Stored entries
◇ ◇ ◇ ◇ ◇
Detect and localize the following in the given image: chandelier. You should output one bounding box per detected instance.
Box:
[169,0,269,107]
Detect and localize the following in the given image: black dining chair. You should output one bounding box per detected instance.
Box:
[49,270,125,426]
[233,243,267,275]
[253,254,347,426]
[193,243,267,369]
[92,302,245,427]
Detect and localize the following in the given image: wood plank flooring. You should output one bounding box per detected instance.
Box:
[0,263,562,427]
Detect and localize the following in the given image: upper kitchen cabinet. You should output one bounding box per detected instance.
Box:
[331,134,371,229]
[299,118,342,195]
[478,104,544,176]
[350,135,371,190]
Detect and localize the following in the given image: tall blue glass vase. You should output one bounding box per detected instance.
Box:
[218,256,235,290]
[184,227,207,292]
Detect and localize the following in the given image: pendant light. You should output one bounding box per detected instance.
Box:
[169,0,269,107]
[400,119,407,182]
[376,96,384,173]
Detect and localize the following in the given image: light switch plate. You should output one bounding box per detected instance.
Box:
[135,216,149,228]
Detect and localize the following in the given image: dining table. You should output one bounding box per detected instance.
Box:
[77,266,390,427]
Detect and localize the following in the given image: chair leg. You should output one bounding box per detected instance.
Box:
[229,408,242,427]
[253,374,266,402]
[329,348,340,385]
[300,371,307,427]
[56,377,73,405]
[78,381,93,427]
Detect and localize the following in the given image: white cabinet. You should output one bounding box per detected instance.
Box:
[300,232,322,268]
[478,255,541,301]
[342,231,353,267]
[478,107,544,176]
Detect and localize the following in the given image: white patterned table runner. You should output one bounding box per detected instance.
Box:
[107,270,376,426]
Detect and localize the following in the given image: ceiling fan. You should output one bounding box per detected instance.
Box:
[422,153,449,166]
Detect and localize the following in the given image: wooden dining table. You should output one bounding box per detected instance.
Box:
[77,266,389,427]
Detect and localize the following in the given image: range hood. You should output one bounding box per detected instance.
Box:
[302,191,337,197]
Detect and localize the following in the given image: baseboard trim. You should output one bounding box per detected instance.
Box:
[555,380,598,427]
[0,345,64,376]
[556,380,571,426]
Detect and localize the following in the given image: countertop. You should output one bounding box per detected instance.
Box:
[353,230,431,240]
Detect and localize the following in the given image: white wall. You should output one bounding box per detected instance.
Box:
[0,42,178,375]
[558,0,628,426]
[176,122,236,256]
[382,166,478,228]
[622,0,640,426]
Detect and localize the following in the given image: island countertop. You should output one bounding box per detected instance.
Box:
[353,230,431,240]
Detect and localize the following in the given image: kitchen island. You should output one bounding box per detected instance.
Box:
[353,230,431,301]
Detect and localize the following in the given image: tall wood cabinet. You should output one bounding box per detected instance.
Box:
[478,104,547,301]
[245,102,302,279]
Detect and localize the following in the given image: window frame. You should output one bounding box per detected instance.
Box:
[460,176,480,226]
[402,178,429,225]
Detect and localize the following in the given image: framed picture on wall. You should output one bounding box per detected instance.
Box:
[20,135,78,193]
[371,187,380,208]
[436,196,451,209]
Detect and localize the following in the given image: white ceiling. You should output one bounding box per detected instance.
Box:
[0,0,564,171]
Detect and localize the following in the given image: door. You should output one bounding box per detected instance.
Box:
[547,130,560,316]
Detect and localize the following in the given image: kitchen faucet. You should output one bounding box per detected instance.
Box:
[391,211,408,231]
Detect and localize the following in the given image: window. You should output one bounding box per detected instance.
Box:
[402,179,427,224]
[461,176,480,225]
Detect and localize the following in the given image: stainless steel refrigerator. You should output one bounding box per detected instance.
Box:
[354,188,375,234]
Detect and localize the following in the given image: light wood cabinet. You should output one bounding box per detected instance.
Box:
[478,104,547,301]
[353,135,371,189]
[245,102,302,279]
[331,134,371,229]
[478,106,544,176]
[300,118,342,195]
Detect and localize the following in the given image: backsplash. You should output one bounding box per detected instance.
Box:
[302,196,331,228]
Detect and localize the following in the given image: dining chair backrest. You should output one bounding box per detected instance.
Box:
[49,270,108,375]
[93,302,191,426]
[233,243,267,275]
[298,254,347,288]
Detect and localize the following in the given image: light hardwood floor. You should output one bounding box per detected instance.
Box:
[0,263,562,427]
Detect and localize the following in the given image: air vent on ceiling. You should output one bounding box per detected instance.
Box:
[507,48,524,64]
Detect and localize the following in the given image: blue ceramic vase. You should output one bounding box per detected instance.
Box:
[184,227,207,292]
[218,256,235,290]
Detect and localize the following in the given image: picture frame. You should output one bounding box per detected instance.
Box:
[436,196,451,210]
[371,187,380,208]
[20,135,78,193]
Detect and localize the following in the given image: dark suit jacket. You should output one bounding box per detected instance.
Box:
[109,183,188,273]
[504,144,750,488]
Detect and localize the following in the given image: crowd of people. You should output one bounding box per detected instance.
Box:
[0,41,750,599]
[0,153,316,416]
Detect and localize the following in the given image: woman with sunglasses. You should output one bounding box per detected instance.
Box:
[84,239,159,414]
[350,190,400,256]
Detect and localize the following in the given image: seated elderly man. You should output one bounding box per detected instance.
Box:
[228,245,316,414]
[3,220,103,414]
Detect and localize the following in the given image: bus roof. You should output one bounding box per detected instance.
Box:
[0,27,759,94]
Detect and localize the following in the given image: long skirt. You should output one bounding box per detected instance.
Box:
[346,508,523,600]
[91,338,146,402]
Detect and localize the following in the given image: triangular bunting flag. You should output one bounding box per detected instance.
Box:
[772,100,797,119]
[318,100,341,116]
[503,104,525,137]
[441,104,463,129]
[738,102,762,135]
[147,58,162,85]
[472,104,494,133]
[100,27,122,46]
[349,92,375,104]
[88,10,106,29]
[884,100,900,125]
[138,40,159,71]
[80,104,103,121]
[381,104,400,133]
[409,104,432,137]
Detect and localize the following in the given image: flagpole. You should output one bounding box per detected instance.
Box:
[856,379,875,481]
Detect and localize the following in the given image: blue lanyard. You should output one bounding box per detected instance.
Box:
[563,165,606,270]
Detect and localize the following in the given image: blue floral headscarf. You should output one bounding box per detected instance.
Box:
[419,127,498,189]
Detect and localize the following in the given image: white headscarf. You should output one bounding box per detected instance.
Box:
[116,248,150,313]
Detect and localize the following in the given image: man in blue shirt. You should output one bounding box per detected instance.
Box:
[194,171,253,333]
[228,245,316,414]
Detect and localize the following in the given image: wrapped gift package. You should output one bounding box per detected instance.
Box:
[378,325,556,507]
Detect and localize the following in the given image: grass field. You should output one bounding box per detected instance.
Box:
◇ ◇ ◇ ◇ ◇
» **AIM**:
Return every item above word for word, keeping each line unchanged and in the same order.

» **RESULT**:
Detect and localize the following in the given image: chandelier. You should output one bounding box per detected instance.
Box:
[169,0,269,107]
Detect and localize the following in the given image: black dining chair. You should output one bounding box per detected instance.
Box:
[49,270,125,426]
[233,243,267,275]
[253,254,347,426]
[193,243,267,369]
[92,302,245,427]
Detect and localize the following in the given image: wood plank flooring. You should output one bounding box per detected instance.
Box:
[0,263,562,427]
Detect and localize the following in the given image: upper kitchen cabinet. You should output one bounding box per detected instance.
Box:
[331,134,371,229]
[299,118,342,195]
[478,104,544,176]
[350,135,371,190]
Detect and localize the following in the given image: tall blue glass vase. You should output one bounding box per detected instance.
Box:
[218,256,235,290]
[184,227,207,292]
Detect and localize the following in the given image: pendant light. You should output one bounding box per detected instance.
Box:
[169,0,269,107]
[400,119,407,182]
[376,96,384,173]
Detect and localize the following in the given image: light switch plate. You should output one bounding box per detected instance.
Box:
[135,216,149,228]
Detect and localize the following in the given image: dining table. You should output one bounding box per detected instance.
Box:
[77,266,390,427]
Detect and localize the following in the given image: chair leg. You should output one bounding box per detected instance.
Box:
[229,408,242,427]
[253,374,266,402]
[329,348,340,385]
[300,371,307,427]
[56,377,73,405]
[78,381,93,427]
Detect and localize the following in the given image: white cabinet. You should output one bounding box per detected instance.
Box:
[300,232,322,268]
[478,255,541,301]
[342,231,353,267]
[478,107,544,176]
Detect and localize the following in the given image: white patterned table runner. You should output one bounding box per detected instance.
Box:
[107,270,376,426]
Detect and localize the following in the given image: ceiling fan. You should output one bounding box per detected instance.
Box:
[422,153,449,166]
Detect and localize the following in the given image: wooden dining table. You should output one bounding box per detected instance.
Box:
[77,266,389,427]
Detect and localize the following in the given image: range hood. You should output one bounding box per detected instance.
Box:
[302,191,337,197]
Detect and localize the following in the given image: baseboard trim. You should output one bounding box per detected instance.
Box:
[555,380,598,427]
[0,345,64,376]
[556,380,571,426]
Detect and localize the following in the given image: countertop. You should output one bounding box per detected instance.
Box:
[353,230,431,240]
Detect and localize the following in the given image: white wall. You should output one bounding box per detected instance.
Box:
[0,42,178,375]
[558,0,628,426]
[176,122,236,256]
[382,166,478,228]
[622,0,640,426]
Detect and localize the following in the given image: island countertop. You should output one bounding box per detected instance.
Box:
[353,230,431,240]
Detect and localize the following in the given image: kitchen island. You should output one bounding box per detected instance.
Box:
[353,230,431,301]
Detect and localize the following in the given image: tall wood cabinet. You should output one bounding box per detected instance.
Box:
[478,104,547,301]
[245,102,302,279]
Detect and localize the following in the given image: window frame. You should output one bounding box per detected instance.
Box:
[460,176,480,226]
[402,178,429,225]
Detect and localize the following in the given image: framed picture on wall. You should output one bounding box per detected instance.
Box:
[20,135,78,193]
[371,187,380,208]
[436,196,451,209]
Detect and localize the following in the given image: white ceiling. You should output one bounding box per detected instance.
Box:
[0,0,564,171]
Detect and localize the following in the given image: door. You should output one bounding box per detected instance.
Box:
[547,130,560,316]
Detect and localize the following in the given image: kitchen faucet. You should output one bounding box per detected instance.
Box:
[391,211,408,231]
Detect and localize the following in the given image: window. You should output one bounding box per detected instance.
Box:
[402,179,427,224]
[461,176,480,225]
Detect and localize the following in the given image: stainless steel refrigerator. You should output one bounding box per detected instance.
Box:
[354,188,375,234]
Detect and localize the following in the given image: light wood cabinet. You should output one bounding box per detected instance.
Box:
[478,104,547,301]
[353,135,371,189]
[245,102,302,279]
[331,134,371,229]
[478,106,544,176]
[300,118,342,195]
Detect and localize the following in the given image: backsplash. You should output one bounding box per detected instance.
Box:
[302,196,331,228]
Detect and localize the following in the given image: dining chair backrest. You should output one bounding box per detected instance.
Box:
[49,270,108,375]
[93,302,191,426]
[233,243,267,275]
[298,254,347,288]
Detect and localize the following in the given image: light hardwood floor. You should output one bounding box per detected instance.
Box:
[0,263,562,427]
Detect and localize the following in the given image: air vent on ceiling. You should output one bounding box per detected instance.
Box:
[507,48,524,64]
Detect and localize the following in the given image: blue ceramic vase. You should output one bounding box per detected instance.
Box:
[184,227,207,292]
[218,256,235,290]
Detect and localize the following in the given image: picture frame. You should output one bounding box per detected instance.
Box:
[436,196,451,210]
[371,187,380,208]
[20,135,78,193]
Detect and localize the following in the given image: dark suit jacket. You should output one bounding box per detected instance.
Box:
[109,183,188,273]
[504,144,750,488]
Detect and localize the following in the given image: crowd of people. You should output one bounding box per detected instance.
Box:
[0,41,750,599]
[0,153,316,416]
Detect and localize the following in the given image: woman with sunglasses. You should output one bounding box per detected instance.
Box:
[84,239,159,414]
[350,190,400,256]
Detect and localize the following in the given image: seated elderly man. You should output one bounding box per detected instance.
Box:
[228,245,316,414]
[3,220,103,414]
Detect and localize the following in the given image: bus roof. You should output one bounding box per detected instance.
Box:
[0,27,759,94]
Detect and localize the following in the given image: long skirt. You should output one bounding box per detected instance.
Box:
[346,508,523,600]
[91,338,146,402]
Detect and localize the following in the given image: triangular bunting flag. You should output one bounding box per detected instance.
Box:
[772,100,797,119]
[318,100,341,116]
[503,104,525,137]
[441,104,463,129]
[738,102,762,135]
[147,58,162,85]
[472,104,494,133]
[100,27,122,46]
[349,92,375,104]
[88,10,106,29]
[884,100,900,125]
[138,40,159,71]
[80,104,103,121]
[381,104,400,133]
[409,104,432,137]
Detect and localize the following in the given image: flagpole. You should output one bounding box per detected instance.
Box:
[856,379,875,481]
Detect and localize the following in the given image: blue lanyard. You should output one bounding box per detected instance.
Box:
[563,165,606,270]
Detect and localize the following in the given image: blue floral headscarf. You should output one bounding box per detected instance.
Box:
[419,127,498,189]
Detect and localize the following in the given image: white headscarf. You should output one bounding box per detected instance.
Box:
[116,248,150,313]
Detect and localize the following in the given image: man in blue shirt. You should output one bounding box per detected instance.
Box:
[194,171,253,333]
[228,245,316,414]
Detect and localize the following in the given image: wrapped gift package. You should output one bounding box per detected instance.
Box:
[378,325,556,507]
Detect and localize the following in the given image: grass field. You should output one bounding box per detected instance.
Box:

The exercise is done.